How to complete this task
Locate every line in the records below that contains the word "sauce", and copy each one.

Supplied records
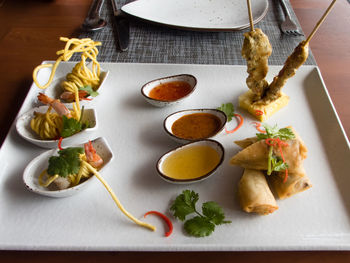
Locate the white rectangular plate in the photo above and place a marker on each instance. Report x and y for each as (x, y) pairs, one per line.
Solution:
(209, 15)
(315, 219)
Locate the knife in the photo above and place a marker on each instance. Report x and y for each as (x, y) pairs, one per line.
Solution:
(122, 28)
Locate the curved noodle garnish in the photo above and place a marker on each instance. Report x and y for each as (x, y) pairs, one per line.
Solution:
(81, 75)
(86, 171)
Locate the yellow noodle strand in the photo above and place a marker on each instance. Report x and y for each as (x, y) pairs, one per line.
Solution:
(114, 197)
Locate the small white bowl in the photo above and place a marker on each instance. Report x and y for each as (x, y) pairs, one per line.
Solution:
(146, 89)
(40, 163)
(211, 143)
(55, 89)
(169, 121)
(25, 131)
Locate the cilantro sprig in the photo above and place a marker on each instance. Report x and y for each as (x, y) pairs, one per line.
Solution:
(275, 163)
(67, 162)
(72, 126)
(228, 109)
(203, 224)
(91, 92)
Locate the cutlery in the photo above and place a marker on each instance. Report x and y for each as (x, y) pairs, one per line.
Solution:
(93, 21)
(288, 26)
(122, 29)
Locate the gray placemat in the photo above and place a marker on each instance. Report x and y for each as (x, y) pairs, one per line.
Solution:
(151, 43)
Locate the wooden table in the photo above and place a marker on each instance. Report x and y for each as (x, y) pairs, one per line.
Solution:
(29, 34)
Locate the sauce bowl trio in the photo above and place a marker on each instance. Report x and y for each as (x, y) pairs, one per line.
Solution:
(200, 156)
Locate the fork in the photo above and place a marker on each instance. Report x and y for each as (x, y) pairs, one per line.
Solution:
(288, 26)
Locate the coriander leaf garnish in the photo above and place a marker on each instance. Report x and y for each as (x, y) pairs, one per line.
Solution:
(68, 162)
(274, 137)
(185, 204)
(199, 226)
(228, 109)
(202, 224)
(274, 132)
(278, 164)
(72, 126)
(214, 212)
(89, 90)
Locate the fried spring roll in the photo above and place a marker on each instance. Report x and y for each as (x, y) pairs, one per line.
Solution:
(295, 183)
(254, 193)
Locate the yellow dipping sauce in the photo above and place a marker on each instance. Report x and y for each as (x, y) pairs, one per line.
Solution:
(191, 162)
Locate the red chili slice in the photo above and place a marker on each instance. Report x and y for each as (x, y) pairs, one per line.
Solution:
(238, 126)
(259, 112)
(59, 143)
(257, 126)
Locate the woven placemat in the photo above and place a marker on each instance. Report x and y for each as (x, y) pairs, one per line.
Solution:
(151, 43)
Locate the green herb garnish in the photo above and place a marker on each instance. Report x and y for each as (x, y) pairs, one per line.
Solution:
(89, 90)
(228, 109)
(202, 224)
(275, 163)
(67, 162)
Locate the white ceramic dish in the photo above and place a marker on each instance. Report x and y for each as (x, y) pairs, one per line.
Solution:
(169, 121)
(54, 90)
(26, 132)
(146, 89)
(40, 163)
(218, 15)
(317, 219)
(211, 143)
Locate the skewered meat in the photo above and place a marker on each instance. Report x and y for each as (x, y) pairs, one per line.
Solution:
(256, 50)
(293, 62)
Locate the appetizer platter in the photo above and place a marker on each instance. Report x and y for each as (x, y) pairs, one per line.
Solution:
(182, 135)
(314, 219)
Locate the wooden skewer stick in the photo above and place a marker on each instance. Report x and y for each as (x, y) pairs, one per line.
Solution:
(319, 22)
(250, 16)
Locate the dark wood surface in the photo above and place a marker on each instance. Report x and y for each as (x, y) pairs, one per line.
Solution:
(29, 31)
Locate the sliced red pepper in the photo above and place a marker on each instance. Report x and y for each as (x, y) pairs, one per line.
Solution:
(259, 112)
(257, 126)
(59, 143)
(165, 218)
(238, 126)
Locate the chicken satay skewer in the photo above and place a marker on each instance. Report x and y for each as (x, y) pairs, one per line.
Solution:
(256, 50)
(293, 62)
(250, 16)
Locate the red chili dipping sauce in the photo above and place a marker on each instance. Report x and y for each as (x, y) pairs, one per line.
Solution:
(196, 126)
(170, 91)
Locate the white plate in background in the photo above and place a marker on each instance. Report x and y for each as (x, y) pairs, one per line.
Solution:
(209, 15)
(317, 219)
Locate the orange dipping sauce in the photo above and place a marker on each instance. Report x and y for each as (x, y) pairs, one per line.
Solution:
(170, 91)
(196, 126)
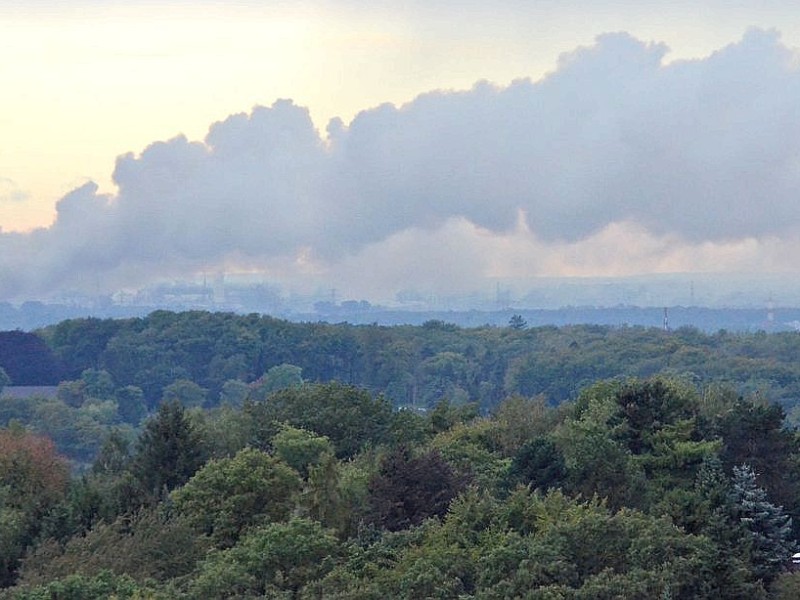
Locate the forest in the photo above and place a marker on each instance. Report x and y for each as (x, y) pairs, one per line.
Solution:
(213, 455)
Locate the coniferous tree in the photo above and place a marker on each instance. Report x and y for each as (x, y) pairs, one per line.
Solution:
(169, 451)
(769, 528)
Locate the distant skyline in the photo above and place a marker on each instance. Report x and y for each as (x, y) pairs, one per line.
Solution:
(382, 147)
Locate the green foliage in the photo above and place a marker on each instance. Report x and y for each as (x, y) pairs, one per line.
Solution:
(103, 586)
(300, 449)
(130, 404)
(229, 495)
(168, 451)
(186, 392)
(539, 464)
(98, 383)
(234, 392)
(346, 415)
(769, 528)
(276, 559)
(33, 478)
(279, 377)
(4, 379)
(407, 489)
(150, 544)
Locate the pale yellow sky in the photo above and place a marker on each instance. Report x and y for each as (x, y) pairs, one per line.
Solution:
(84, 82)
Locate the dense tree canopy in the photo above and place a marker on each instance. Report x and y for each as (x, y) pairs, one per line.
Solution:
(217, 456)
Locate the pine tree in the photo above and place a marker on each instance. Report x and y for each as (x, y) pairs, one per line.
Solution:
(769, 528)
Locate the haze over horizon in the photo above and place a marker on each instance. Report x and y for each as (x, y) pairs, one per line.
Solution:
(621, 160)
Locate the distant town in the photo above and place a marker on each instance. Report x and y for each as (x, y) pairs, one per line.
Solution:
(706, 302)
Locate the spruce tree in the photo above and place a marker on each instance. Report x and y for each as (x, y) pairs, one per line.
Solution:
(769, 529)
(169, 451)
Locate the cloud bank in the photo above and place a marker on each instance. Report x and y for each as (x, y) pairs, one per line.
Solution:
(615, 163)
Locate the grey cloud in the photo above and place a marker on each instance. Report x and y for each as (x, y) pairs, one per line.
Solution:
(696, 150)
(10, 191)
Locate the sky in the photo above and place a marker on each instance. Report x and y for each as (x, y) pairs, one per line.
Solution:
(386, 146)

Task output
Locate the sauce bowl trio in the photo above and place a marker on each instance. Report x and y for each as (x, y) pairs, one per line.
Locate the yellow dipping sauce in the photo above and place a marker on each instance. Report x and y for each as (x, y) pairs, one per line.
Locate the red chili dipping sauce in the photo above and place a marker on each instance. Report x and y for each as (x, y) pairs, one per line.
Locate the orange dipping sauce in the photo above and place a marker on each instance. Report x and y for each as (x, y) pairs, one per line.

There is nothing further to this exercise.